**INSTRUCTIONS TO FOLLOW**
Please copy the rows below word for word, leaving out the pictures.

**GIVEN INFORMATION**
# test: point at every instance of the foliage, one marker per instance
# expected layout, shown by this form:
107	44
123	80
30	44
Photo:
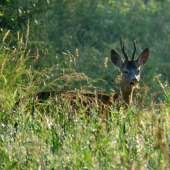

**COMPLETED EXERCISE**
# test: point at every instance of the foliage, one marker per instance
# expected layout, shown by this form:
107	44
123	80
30	44
Photo:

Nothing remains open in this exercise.